*HOW TO COMPLETE THIS TASK*:
The full set of entries should be repeated without a single change.

── DATA

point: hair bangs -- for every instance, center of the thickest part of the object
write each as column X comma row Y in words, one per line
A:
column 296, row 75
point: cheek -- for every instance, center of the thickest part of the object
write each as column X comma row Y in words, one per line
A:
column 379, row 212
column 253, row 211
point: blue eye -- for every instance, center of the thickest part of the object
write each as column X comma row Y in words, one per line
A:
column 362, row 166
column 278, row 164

────

*ANSWER AREA*:
point: hair bangs -- for every instance, center of the thickest part of the object
write each as column X comma row Y in words, one per line
A:
column 296, row 75
point: cheek -- for every instance, center of the thickest part of the object
write each as column X comma row Y in words, one per line
A:
column 379, row 212
column 253, row 211
point: blue eye -- for every instance, center of the thickest part of the object
write each as column X comma row Y in words, one per line
A:
column 362, row 166
column 278, row 164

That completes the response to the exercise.